_Source data_

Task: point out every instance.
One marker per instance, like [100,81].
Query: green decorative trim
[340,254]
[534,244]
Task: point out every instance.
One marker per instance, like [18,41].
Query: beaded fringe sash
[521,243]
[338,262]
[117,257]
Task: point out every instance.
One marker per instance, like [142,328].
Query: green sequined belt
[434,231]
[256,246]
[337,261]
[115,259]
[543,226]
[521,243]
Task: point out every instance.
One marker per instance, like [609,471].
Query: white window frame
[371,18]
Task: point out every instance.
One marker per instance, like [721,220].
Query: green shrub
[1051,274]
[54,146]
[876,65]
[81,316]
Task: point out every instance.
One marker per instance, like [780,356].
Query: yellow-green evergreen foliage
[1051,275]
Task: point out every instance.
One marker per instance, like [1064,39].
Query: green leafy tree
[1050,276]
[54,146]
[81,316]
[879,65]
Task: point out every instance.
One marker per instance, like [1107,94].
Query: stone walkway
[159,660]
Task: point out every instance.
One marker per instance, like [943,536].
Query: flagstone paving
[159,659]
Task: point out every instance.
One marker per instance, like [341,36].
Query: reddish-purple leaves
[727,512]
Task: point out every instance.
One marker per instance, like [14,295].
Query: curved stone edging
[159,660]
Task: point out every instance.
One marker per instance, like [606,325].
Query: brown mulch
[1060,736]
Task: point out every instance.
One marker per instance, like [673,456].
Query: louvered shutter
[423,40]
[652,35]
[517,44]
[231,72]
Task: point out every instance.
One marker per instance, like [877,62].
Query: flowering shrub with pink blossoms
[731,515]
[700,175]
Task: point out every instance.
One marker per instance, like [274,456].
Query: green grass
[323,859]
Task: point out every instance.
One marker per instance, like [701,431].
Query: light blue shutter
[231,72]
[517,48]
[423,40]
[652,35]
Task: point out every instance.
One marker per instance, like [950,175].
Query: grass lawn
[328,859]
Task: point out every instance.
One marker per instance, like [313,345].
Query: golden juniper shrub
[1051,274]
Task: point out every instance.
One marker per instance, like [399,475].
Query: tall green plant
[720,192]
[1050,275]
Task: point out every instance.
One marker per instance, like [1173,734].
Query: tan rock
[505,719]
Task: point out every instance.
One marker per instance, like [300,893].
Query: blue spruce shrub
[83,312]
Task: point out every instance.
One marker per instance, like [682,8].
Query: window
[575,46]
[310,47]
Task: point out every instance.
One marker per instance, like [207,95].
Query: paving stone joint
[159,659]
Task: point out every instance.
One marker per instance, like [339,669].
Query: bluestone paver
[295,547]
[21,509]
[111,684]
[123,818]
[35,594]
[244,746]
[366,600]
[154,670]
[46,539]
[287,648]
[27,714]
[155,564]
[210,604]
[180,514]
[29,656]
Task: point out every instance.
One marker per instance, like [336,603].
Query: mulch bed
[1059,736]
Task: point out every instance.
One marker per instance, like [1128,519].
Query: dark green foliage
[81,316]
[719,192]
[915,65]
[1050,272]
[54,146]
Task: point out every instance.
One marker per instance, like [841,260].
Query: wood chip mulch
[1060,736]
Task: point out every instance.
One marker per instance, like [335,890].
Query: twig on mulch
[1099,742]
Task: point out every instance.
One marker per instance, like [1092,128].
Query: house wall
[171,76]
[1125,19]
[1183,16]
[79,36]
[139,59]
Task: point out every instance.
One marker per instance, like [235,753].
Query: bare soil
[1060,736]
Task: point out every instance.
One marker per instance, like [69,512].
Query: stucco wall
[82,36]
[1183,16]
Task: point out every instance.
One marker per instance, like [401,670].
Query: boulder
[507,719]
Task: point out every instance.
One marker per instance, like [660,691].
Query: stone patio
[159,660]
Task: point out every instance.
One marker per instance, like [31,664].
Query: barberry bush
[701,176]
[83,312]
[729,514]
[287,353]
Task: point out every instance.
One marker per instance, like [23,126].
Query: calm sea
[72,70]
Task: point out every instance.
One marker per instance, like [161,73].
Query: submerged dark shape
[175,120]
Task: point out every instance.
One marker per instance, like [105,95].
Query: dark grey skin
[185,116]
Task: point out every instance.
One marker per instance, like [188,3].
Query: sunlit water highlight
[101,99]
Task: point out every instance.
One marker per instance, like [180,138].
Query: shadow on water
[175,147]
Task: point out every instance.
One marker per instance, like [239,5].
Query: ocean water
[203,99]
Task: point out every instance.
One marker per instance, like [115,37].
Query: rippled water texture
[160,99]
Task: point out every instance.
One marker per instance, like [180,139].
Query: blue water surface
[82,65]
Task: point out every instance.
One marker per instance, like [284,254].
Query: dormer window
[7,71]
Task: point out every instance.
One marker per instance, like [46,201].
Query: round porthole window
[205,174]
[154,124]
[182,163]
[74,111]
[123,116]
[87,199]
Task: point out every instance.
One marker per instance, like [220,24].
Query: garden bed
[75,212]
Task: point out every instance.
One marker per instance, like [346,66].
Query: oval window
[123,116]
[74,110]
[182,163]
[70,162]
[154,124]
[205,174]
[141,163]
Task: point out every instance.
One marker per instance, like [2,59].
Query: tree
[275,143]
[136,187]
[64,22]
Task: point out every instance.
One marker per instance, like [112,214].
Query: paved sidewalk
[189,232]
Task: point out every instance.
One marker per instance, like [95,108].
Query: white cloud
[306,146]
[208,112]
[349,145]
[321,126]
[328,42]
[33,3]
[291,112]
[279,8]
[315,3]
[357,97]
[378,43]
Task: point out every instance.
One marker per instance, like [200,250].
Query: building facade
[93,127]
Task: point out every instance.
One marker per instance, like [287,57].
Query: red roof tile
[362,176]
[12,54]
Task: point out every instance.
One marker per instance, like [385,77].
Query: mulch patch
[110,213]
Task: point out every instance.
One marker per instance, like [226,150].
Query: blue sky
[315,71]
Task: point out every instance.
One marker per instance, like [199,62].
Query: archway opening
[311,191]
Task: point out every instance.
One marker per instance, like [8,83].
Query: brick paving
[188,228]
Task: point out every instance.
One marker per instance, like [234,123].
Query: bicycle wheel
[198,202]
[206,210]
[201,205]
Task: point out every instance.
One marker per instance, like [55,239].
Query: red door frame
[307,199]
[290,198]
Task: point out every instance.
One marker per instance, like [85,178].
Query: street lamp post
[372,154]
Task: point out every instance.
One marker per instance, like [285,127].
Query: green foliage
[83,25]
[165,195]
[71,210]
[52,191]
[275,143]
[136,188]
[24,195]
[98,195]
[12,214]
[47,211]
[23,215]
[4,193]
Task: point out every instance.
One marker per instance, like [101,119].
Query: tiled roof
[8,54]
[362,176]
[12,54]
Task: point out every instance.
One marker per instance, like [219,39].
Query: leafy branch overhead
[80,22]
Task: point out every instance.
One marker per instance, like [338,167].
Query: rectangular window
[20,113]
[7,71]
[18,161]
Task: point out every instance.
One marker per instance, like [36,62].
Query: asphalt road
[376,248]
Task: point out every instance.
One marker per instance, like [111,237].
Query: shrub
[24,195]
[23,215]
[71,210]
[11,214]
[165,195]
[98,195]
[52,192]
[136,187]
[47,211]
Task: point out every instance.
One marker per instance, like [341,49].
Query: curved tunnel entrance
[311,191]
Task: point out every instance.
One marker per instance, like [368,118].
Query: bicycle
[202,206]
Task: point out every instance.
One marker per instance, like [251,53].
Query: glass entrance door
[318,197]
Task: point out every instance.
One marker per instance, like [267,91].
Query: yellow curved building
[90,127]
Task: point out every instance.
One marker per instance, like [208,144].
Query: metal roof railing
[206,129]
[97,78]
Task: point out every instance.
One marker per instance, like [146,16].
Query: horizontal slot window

_Directions_
Would you write out the whole listing word for word?

_Solution for this exercise_
Task: point out every instance.
One marker per instance, like [100,81].
Query: green decorative trim
[340,254]
[534,244]
Task: point out every instance.
One marker per instance, like [18,41].
Query: beaded fringe sash
[521,243]
[338,262]
[117,257]
Task: point out every instance.
One marker per instance, like [142,328].
Query: green sequined belt
[434,231]
[256,246]
[337,261]
[115,259]
[543,226]
[521,243]
Task: point out every instance.
One marker per instance, like [609,471].
Query: white window frame
[371,18]
Task: point out every instance.
One marker per instance, like [721,220].
Query: green shrub
[1051,274]
[54,146]
[876,65]
[81,316]
Task: point out every instance.
One marker per instance, like [780,356].
Query: yellow-green evergreen foliage
[1051,275]
Task: point out every instance.
One marker per instance, like [1064,39].
Query: green leafy tree
[1050,276]
[54,146]
[81,316]
[879,65]
Task: point out every instance.
One marker per instance, like [1107,94].
Query: stone walkway
[159,660]
Task: point out every instance.
One marker per instance, like [943,536].
Query: flagstone paving
[159,659]
Task: point out every instance.
One marker per instance, like [341,36].
Query: reddish-purple leaves
[727,512]
Task: point out every instance.
One marker per instance, like [14,295].
Query: curved stone edging
[159,660]
Task: point out every instance.
One marker per instance, like [606,325].
Query: brown mulch
[1060,736]
Task: point out every instance.
One marker per instance, like [673,456].
Query: louvered shutter
[423,40]
[652,35]
[517,44]
[231,72]
Task: point out every instance.
One marker per instance, like [877,62].
Query: flowering shrub with pink blossoms
[731,515]
[700,175]
Task: point out every instance.
One marker per instance, like [274,456].
Query: green grass
[323,859]
Task: point out every instance.
One marker per instance, like [701,431].
Query: light blue shutter
[231,72]
[517,48]
[423,40]
[652,35]
Task: point out every instance.
One marker per instance, like [950,175].
Query: grass lawn
[328,859]
Task: point out every instance.
One marker per instance, like [313,345].
Query: golden juniper shrub
[1051,274]
Task: point out every instance.
One marker per instance, like [399,475].
Query: tall green plant
[720,192]
[1050,275]
Task: point out every instance.
One marker per instance, like [1173,734].
Query: tan rock
[505,719]
Task: point out every instance.
One marker per instance, like [300,893].
Query: blue spruce shrub
[83,312]
Task: point out every instance.
One marker per instance, like [682,8].
Query: window
[575,46]
[310,47]
Task: point out every instance.
One marker per instance, like [207,95].
Query: paving stone joint
[159,659]
Task: point out every instance.
One marker per instance, like [339,669].
Query: bluestone paver
[295,547]
[21,509]
[111,684]
[123,818]
[35,594]
[244,746]
[366,600]
[154,670]
[46,539]
[287,648]
[27,714]
[155,564]
[210,604]
[180,514]
[29,656]
Task: point out every instance.
One marker per instance, like [336,603].
Query: mulch bed
[1059,736]
Task: point out every instance.
One marker per instance, like [1128,519].
Query: dark green foliage
[81,316]
[719,192]
[915,65]
[1050,272]
[54,146]
Task: point out every instance.
One marker per instance, like [841,260].
Query: wood chip mulch
[1060,736]
Task: point out every instance.
One marker per instance, like [335,890].
Query: twig on mulch
[1099,742]
Task: point out every instance.
One marker per instance, like [1092,128].
Query: house wall
[171,76]
[1125,19]
[1183,16]
[79,36]
[139,59]
Task: point out every instance.
One marker per instance, like [235,753].
Query: bare soil
[1060,736]
Task: point out every instance.
One marker per instance, like [69,512].
Query: stucco wall
[82,36]
[1183,16]
Task: point out every instance.
One marker per instance, like [401,670].
Query: boulder
[507,719]
Task: point out every instance.
One marker per instance, like [660,691].
Query: stone patio
[159,660]
Task: point out every instance.
One marker per instance, like [31,664].
Query: barberry bush
[701,176]
[83,312]
[729,514]
[287,353]
Task: point out every instance.
One marker per instance, like [23,126].
Query: calm sea
[72,70]
Task: point out every instance.
One marker per instance, like [161,73].
Query: submerged dark shape
[175,120]
Task: point out every instance.
One marker per instance, like [105,95].
Query: dark grey skin
[185,116]
Task: point out every instance.
One marker per instance, like [188,3].
Query: sunlit water highlight
[101,99]
Task: point out every instance.
One marker per instance, like [180,138].
Query: shadow on water
[175,147]
Task: point out every instance.
One marker per instance, like [239,5].
Query: ocean water
[203,99]
Task: point out every instance.
One marker per instance, like [115,37].
Query: rippled water texture
[160,99]
Task: point out every instance.
One marker per instance, like [180,139].
Query: blue water surface
[82,65]
Task: point out every instance.
One marker per instance, like [284,254].
Query: dormer window
[7,71]
Task: point out every instance.
One marker per instance, like [46,201].
Query: round porthole window
[205,174]
[154,124]
[182,163]
[74,111]
[123,116]
[87,199]
Task: point out every instance.
One marker per instance, like [220,24].
Query: garden bed
[75,212]
Task: point out every instance.
One marker per instance, like [346,66].
Query: oval window
[123,116]
[74,110]
[182,163]
[70,162]
[154,124]
[205,174]
[141,163]
Task: point out every instance.
One marker per instance, like [2,59].
Query: tree
[275,143]
[136,187]
[64,22]
Task: point out every instance.
One marker per instance, like [112,214].
Query: paved sidewalk
[189,232]
Task: point out every instance.
One marker per instance, like [95,108].
Query: white cloud
[306,146]
[208,112]
[349,145]
[321,126]
[328,42]
[33,3]
[291,112]
[279,8]
[315,3]
[357,97]
[378,43]
Task: point out every instance.
One marker per instance, like [200,250].
Query: building facade
[93,127]
Task: point out every instance.
One marker per instance, like [287,57].
Query: red roof tile
[362,176]
[12,54]
Task: point out every instance.
One marker per instance, like [385,77].
Query: mulch patch
[110,213]
Task: point out every instance.
One marker per instance, like [226,150].
Query: blue sky
[315,71]
Task: point out every instance.
One marker per instance, like [199,62].
Query: archway opening
[311,191]
Task: point out every instance.
One marker per instance, like [8,83].
Query: brick paving
[188,228]
Task: point out every instance.
One marker per instance, like [234,123].
Query: bicycle wheel
[198,202]
[206,210]
[201,205]
Task: point out every instance.
One marker per instance, like [55,239].
Query: red door frame
[307,199]
[290,198]
Task: point out every instance.
One marker per instance, like [85,178].
Query: street lamp post
[372,154]
Task: point out every instance.
One marker per instance, like [285,127].
Query: green foliage
[83,25]
[165,195]
[71,210]
[52,191]
[275,143]
[136,188]
[24,195]
[98,195]
[12,214]
[47,211]
[23,215]
[4,193]
Task: point out every instance.
One marker per instance, like [101,119].
Query: tiled roof
[8,54]
[362,176]
[12,54]
Task: point out every instance.
One marker per instance, like [219,39].
Query: leafy branch overhead
[80,22]
Task: point out every instance.
One marker per instance, like [338,167].
Query: rectangular window
[20,113]
[7,71]
[18,161]
Task: point out every instance.
One marker per instance, like [36,62].
Query: asphalt road
[376,248]
Task: point out every instance.
One marker per instance, like [111,237].
Query: shrub
[24,195]
[23,215]
[71,210]
[11,214]
[165,195]
[98,195]
[52,192]
[136,187]
[47,211]
Task: point out every instance.
One marker per instance, like [341,49].
Query: curved tunnel entrance
[311,191]
Task: point out every instance.
One marker per instance, like [368,118].
Query: bicycle
[202,206]
Task: point out every instance.
One marker per instance, like [251,53].
Query: glass entrance door
[318,197]
Task: point out every instance.
One marker per instance, like [267,91].
Query: yellow curved building
[90,127]
Task: point out every instance.
One marker per instance, like [208,144].
Query: metal roof railing
[206,129]
[97,78]
Task: point out every instance.
One marker per instance, like [146,16].
Query: horizontal slot window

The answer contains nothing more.